**TO DO:** Find the string "gesture" in the records and copy each line where it occurs.

┌────────

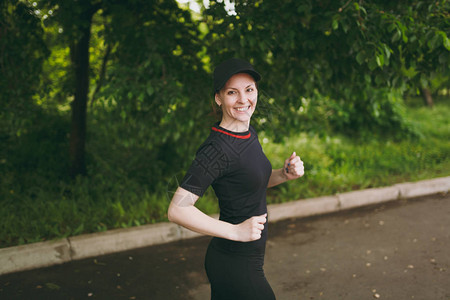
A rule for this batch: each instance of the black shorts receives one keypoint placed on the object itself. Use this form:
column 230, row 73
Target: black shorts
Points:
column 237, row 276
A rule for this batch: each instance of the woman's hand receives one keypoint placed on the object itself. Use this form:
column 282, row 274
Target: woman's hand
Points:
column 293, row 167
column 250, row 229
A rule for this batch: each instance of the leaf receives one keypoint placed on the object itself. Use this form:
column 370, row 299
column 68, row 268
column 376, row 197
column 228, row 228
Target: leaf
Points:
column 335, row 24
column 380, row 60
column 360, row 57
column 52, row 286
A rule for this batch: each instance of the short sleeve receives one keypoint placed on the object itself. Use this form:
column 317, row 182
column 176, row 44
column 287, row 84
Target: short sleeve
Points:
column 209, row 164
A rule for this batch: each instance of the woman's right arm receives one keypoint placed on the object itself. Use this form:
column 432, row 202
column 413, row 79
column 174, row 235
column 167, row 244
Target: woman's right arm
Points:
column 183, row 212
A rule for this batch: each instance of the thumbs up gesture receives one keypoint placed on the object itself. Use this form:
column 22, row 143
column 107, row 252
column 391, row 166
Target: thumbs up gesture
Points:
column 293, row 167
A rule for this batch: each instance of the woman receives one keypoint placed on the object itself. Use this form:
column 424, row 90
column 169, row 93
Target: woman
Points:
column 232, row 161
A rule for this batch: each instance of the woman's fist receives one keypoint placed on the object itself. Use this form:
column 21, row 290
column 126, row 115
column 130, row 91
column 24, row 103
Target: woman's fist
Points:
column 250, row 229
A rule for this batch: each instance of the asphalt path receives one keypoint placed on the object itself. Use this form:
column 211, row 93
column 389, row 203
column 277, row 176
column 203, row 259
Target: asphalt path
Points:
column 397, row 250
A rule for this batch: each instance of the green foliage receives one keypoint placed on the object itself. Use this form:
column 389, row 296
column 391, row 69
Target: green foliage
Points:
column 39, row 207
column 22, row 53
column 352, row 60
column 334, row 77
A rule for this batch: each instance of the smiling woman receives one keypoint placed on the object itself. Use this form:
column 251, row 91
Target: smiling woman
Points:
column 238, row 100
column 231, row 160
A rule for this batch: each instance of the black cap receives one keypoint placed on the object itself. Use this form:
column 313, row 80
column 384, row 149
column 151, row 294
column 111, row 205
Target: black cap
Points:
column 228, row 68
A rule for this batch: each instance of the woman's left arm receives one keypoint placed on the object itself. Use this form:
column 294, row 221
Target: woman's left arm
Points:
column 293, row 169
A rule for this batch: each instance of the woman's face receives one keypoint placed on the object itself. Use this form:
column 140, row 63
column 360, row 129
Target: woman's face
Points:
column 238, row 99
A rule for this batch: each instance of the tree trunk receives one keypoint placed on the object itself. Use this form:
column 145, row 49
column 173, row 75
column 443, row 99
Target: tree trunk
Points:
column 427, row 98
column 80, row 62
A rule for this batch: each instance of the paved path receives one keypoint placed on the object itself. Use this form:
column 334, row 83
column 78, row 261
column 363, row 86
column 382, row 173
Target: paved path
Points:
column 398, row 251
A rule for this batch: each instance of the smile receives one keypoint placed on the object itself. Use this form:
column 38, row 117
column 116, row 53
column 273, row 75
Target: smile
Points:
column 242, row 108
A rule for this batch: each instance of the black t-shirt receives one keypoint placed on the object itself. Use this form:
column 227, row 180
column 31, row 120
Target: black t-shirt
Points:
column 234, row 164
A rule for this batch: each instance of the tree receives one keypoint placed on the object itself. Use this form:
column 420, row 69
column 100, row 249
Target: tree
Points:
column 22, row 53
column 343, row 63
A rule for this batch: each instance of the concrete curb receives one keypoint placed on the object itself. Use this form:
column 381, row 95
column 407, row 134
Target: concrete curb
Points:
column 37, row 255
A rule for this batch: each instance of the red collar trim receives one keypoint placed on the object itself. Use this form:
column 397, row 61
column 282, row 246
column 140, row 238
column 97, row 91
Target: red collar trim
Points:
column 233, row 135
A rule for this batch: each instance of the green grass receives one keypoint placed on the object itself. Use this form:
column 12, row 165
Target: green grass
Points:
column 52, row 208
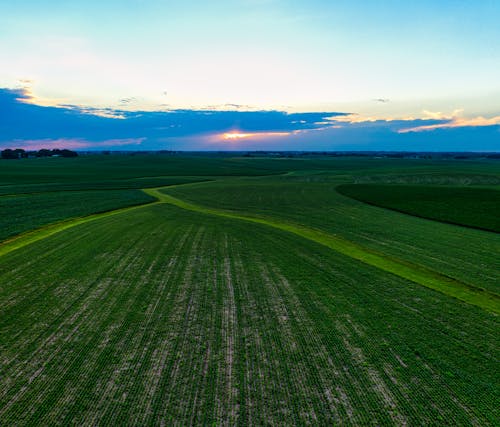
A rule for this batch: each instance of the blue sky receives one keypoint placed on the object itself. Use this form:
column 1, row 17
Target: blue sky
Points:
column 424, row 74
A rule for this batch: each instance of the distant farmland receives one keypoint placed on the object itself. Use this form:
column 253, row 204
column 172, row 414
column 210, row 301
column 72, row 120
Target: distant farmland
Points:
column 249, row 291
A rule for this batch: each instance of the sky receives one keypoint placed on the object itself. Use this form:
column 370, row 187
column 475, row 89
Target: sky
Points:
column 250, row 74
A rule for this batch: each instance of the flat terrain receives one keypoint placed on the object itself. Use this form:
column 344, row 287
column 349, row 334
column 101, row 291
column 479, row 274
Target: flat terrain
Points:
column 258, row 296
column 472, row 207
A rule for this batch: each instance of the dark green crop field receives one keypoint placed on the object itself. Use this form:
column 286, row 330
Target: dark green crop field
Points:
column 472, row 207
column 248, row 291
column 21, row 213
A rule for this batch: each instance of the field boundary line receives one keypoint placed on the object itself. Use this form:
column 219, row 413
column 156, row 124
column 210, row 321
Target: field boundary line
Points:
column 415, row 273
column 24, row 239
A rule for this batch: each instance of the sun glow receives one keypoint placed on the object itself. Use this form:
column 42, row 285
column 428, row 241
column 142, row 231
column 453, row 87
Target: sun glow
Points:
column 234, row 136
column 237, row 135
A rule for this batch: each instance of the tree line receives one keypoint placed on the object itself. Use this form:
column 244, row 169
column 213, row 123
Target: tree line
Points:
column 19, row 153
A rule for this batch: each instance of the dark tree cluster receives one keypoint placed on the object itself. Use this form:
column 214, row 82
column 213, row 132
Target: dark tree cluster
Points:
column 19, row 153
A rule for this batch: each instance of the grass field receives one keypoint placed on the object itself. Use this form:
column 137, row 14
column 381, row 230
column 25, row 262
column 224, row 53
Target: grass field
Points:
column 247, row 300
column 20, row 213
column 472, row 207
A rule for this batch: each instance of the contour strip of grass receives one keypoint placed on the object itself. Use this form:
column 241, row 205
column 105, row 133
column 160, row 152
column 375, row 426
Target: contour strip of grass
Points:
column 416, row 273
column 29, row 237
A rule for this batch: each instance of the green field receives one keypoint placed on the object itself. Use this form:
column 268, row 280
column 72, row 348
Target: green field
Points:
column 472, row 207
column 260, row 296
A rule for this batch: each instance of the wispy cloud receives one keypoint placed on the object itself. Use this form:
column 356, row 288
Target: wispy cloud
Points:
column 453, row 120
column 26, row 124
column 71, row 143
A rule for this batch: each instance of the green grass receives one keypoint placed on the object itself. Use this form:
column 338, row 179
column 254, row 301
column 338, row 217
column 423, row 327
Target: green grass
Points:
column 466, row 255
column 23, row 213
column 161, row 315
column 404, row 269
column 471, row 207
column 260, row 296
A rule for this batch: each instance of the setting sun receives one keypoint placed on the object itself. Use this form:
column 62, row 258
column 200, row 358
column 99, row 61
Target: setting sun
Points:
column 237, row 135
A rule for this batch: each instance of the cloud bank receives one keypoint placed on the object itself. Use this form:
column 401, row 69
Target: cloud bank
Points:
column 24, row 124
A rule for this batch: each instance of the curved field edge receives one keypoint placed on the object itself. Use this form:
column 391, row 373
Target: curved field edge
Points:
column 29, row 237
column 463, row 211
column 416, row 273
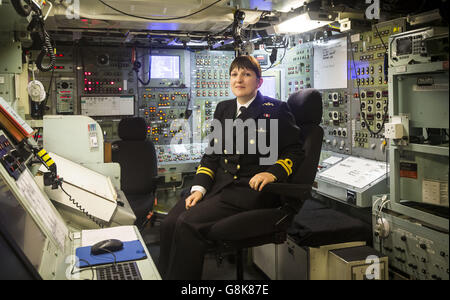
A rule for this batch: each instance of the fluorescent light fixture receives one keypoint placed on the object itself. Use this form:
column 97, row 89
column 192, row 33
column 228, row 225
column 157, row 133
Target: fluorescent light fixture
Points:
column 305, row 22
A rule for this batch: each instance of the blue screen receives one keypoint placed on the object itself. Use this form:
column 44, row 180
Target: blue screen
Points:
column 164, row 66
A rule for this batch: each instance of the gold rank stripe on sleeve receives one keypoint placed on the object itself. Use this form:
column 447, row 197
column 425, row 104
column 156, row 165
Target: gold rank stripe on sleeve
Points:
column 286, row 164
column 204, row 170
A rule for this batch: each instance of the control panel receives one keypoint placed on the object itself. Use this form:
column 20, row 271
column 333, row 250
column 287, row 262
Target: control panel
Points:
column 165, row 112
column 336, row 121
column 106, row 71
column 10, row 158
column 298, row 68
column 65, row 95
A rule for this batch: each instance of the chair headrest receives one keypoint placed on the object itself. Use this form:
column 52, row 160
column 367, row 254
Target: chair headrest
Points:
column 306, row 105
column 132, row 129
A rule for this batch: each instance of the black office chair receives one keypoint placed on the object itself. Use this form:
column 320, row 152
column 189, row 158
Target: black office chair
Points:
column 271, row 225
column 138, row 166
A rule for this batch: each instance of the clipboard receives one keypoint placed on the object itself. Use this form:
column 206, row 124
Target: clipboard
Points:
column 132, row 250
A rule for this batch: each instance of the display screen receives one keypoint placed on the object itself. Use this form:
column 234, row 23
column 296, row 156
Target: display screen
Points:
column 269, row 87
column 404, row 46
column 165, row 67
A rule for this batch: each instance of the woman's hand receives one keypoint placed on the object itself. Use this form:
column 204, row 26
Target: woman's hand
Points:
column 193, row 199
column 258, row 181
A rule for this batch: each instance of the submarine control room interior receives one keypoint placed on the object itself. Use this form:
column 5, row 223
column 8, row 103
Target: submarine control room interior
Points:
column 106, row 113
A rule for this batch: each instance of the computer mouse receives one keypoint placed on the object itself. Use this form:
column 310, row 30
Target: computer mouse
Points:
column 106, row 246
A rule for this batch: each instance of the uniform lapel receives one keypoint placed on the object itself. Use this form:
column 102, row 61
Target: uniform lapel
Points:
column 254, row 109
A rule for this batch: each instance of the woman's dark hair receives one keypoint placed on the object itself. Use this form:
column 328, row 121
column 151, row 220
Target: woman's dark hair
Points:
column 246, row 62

└────────

**OUTPUT OF THE EXERCISE:**
A rule for this batch: each instance of the thumbs up gesture receives one keypoint placed on the object itself. Use this form:
Target: thumbs up gesture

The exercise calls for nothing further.